Excerpted text
★ ★ ★ ★ ★ ★ ★
To establish a functional relationship between Arrb2 and ethanol consumption, we used mutant mice lacking Arrb2 (8) . Both homozygote and heterozygote Arrb2 mutants (Arrb2^–/– and Arrb2^+/–) consumed significantly less and had lower preference for ethanol than wild-type littermate controls when ethanol was available in a two-bottle free-choice paradigm (6% vol/vol ethanol/0.2% saccharine or 0.2% saccharine only in tap water; Fig. 3 A–C). There was a reciprocal effect on intake from the nonethanol bottle, and total liquid intake did not differ between the genotypes, suggesting that nonspecific differences in regulation of liquid intake and thirst did not account for the reduced ethanol consumption in the mutant mice. There were no significant weight differences at the end of the experiment: 27.6 ± 0.68, 27.1 ± 0.57, and 27.4 ± 0.75 for Arrb2^–/–, Arrb2^+/–, and Arrb2^+/+ animals, respectively.

View larger version (11K): [in this window] [in a new window]   Figure 3. Decreased voluntary ethanol consumption and lack of ethanol-induced locomotion in Arrb2 mutant mice. A) Continuous access, two-bottle, free-choice ethanol consumption was monitored over 4 wk. Ethanol concentration was increased gradually from 2 to 6% (vol/vol). B, C) Arrb2+/– and Arrb2–/– mice consume significantly less ethanol and have a lower preference ratio as compared to wild-type (wt) mice. Mean alcohol intake for the 6% ethanol solution was analyzed by 1-way ANOVA: F(2, 22) = 7.1, P < 0.01; Fisher’s post hoc test vs. Arrb2+/+: *P < 0.05; **P < 0.01. Ethanol preference: F(2, 22) = 7.0, P < 0.01; Fisher’s post hoc test vs. Arrb2+/+: *P < 0.05; **P < 0.01. There was no statistical difference between Arrb2+/– and Arrb2–/– mice. A reciprocal increase in consumption from the nonethanol bottle, but not in total fluid intake, was observed. D, E) Taste preference for sucrose (5%) and quinine (0.02 mM), respectively. Mice were allowed access to sucrose and quinine in a two-bottle, free-choice, continuous access paradigm vs. tap water for 7 days, and taste preference ratios were acquired. Results were analyzed using 1-way ANOVA. There were no significant differences between wild-type and Arrb2 mutant mice.

Pharmacological specificity for ethanol was further supported by the taste preference experiments. Alcohol’s taste is thought to be a composite of sweet and bitter. An absence of differences in taste preferences for sucrose and quinine between the genotypes demonstrated that the differences in ethanol intake between genotypes are not likely to be driven by altered taste preference (Fig. 3D, E ).
★ ★ ★ ★ ★ ★ ★
Information provided

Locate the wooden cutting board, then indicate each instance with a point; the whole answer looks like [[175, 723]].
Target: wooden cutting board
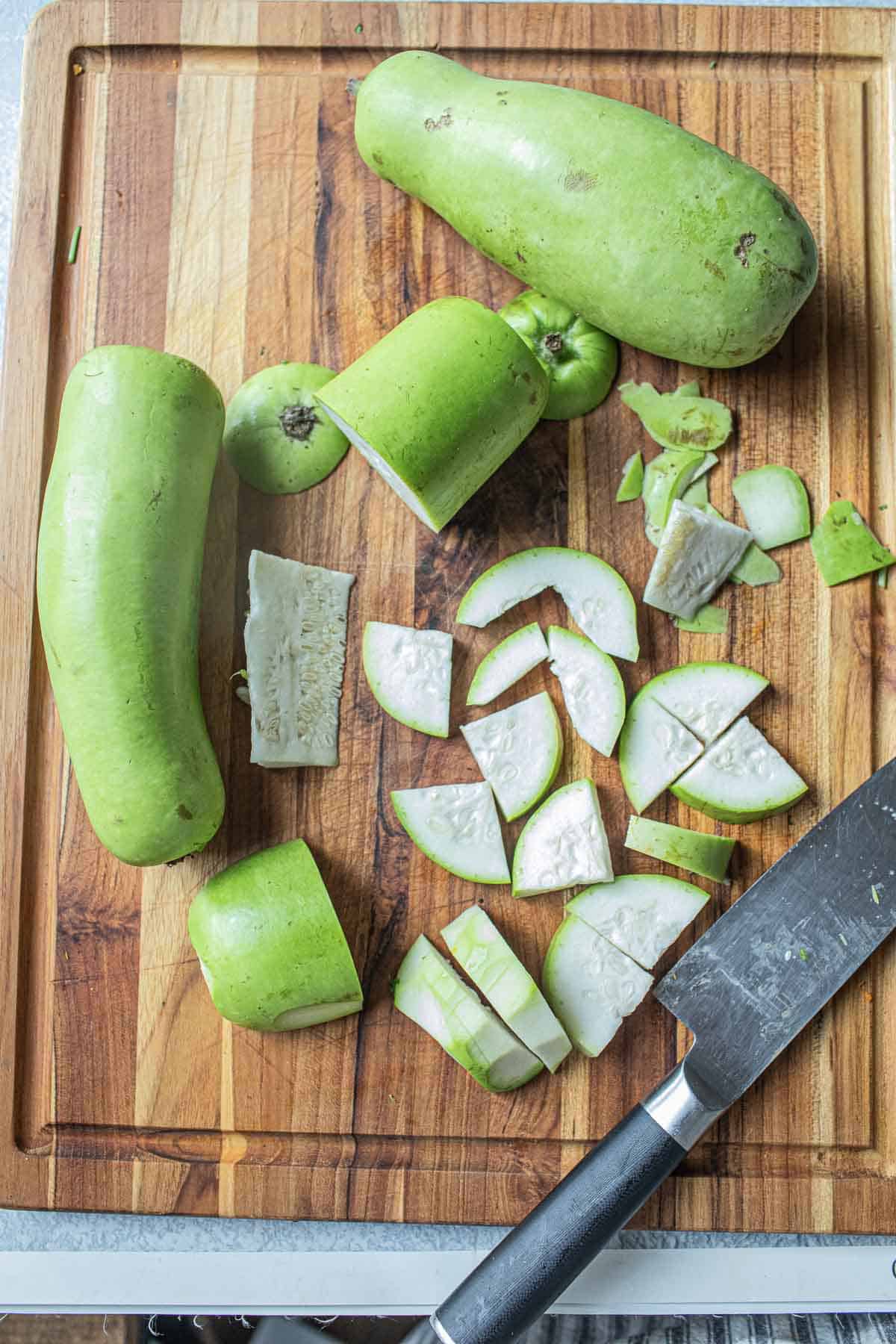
[[206, 149]]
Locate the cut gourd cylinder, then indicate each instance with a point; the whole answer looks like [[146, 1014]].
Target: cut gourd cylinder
[[430, 992], [440, 402], [499, 974]]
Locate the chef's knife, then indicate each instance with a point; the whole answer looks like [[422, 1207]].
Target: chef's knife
[[744, 989]]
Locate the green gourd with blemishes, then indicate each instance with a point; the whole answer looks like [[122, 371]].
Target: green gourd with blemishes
[[648, 231]]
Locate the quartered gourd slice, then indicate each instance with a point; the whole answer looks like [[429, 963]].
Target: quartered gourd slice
[[457, 827], [695, 557], [590, 984], [689, 850], [741, 779], [655, 749], [563, 844], [707, 697], [497, 972], [641, 914], [598, 598], [294, 659], [591, 685], [507, 665], [410, 675], [519, 752], [430, 992]]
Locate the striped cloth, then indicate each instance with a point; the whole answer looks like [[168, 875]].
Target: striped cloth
[[872, 1328]]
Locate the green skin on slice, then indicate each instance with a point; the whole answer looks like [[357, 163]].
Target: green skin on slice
[[507, 663], [519, 752], [457, 827], [593, 690], [655, 749], [276, 435], [706, 697], [741, 779], [775, 504], [695, 557], [496, 971], [641, 914], [676, 420], [440, 402], [120, 561], [563, 844], [845, 547], [688, 850], [410, 675], [270, 944], [590, 984], [709, 620], [430, 992], [632, 483], [665, 480], [598, 598], [575, 187], [579, 359]]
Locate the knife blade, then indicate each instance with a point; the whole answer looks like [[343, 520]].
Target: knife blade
[[744, 989]]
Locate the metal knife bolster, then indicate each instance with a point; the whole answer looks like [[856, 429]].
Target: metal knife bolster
[[684, 1105]]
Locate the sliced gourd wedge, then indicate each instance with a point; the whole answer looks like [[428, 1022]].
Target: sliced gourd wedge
[[709, 620], [294, 659], [590, 984], [519, 752], [641, 914], [679, 420], [775, 504], [497, 972], [741, 779], [632, 482], [457, 827], [410, 675], [507, 665], [689, 850], [707, 697], [598, 598], [845, 547], [655, 749], [696, 556], [563, 844], [591, 685], [430, 992]]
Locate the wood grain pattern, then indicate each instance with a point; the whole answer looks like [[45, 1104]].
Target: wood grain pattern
[[207, 152]]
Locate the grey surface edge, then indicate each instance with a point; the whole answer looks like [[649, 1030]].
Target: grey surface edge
[[23, 1230]]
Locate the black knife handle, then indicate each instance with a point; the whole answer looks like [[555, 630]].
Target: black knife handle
[[535, 1263]]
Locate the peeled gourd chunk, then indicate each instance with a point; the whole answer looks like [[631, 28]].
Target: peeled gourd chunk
[[430, 992], [590, 984], [497, 972], [741, 779], [410, 675], [655, 749], [519, 752], [695, 557], [598, 598], [563, 844], [591, 685], [457, 827], [641, 914], [507, 665], [294, 659]]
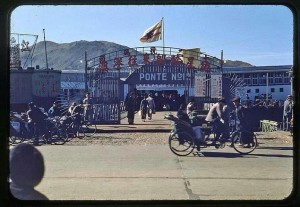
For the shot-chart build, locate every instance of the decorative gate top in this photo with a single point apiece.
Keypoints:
(135, 57)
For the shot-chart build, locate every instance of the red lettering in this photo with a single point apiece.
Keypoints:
(146, 59)
(126, 52)
(103, 64)
(161, 59)
(190, 62)
(132, 60)
(118, 63)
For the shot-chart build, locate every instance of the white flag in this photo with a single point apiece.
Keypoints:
(152, 34)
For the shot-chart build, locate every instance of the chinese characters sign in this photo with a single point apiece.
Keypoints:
(46, 84)
(200, 85)
(216, 85)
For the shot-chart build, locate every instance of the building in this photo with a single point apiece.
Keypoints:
(261, 80)
(248, 82)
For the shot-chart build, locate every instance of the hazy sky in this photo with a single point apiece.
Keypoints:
(259, 35)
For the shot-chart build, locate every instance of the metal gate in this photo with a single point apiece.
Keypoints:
(103, 73)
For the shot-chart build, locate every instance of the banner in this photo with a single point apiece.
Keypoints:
(200, 85)
(216, 86)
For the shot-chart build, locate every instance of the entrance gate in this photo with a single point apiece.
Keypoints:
(103, 74)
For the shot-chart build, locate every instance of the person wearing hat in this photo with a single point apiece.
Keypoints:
(77, 112)
(130, 107)
(54, 110)
(36, 121)
(151, 106)
(287, 112)
(219, 116)
(88, 107)
(71, 108)
(239, 116)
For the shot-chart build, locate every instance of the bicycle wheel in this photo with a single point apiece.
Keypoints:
(15, 137)
(81, 132)
(89, 129)
(244, 142)
(181, 143)
(56, 136)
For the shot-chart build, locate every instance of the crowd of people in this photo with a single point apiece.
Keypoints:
(77, 111)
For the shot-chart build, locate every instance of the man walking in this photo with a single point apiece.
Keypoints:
(287, 112)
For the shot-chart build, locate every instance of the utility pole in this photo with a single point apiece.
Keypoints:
(85, 73)
(45, 50)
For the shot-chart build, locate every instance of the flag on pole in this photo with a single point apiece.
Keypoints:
(153, 33)
(191, 53)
★ ★ ★ ★ ★ ★ ★
What to work on
**A)** List each genotype named in the Arrb2 and ethanol excerpt with the mean body weight it gives for that genotype at the end of the experiment.
**B)** From the Arrb2 and ethanol excerpt, copy out the stretch from "Pharmacological specificity for" through "(Fig. 3D, E ).".
**C)** Continue the Arrb2 and ethanol excerpt from where it stops.

Task-by-task answers
**A)**
Arrb2^–/–: 27.6 ± 0.68
Arrb2^+/–: 27.1 ± 0.57
Arrb2^+/+: 27.4 ± 0.75

**B)**
Pharmacological specificity for ethanol was further supported by the taste preference experiments. Alcohol’s taste is thought to be a composite of sweet and bitter. An absence of differences in taste preferences for sucrose and quinine between the genotypes demonstrated that the differences in ethanol intake between genotypes are not likely to be driven by altered taste preference (Fig. 3D, E ).

**C)**
The ethanol metabolism and elimination experiment demonstrated that drinking differences between genotypes are not driven by pharmacokinetic differences. Arrb2^–/– mice did show somewhat lower blood ethanol levels after systemic administration of 3.5 g/kg ethanol compared to wild-type mice, whereas Arrb2^+/–mice did not (Fig. 4 A). Since reduced voluntary ethanol intake was found in both Arrb2^+/– and Arrb2^–/– mice, differences in ethanol metabolism and elimination cannot account for the drinking findings. Similarly, sensitivity to ethanol’s motor-impairing effects was somewhat reduced in heterozygous mice only, and is therefore unlikely to account for the reduced ethanol drinking found both in Arrb2^+/– and Arrb2^–/– mice (Fig. 4B ). Similarly, the previously reported lower spontaneous locomotor activity of Arrb2 mutant mice (5 , 6) is unlikely to account for the observed differences in ethanol drinking and sensitivity.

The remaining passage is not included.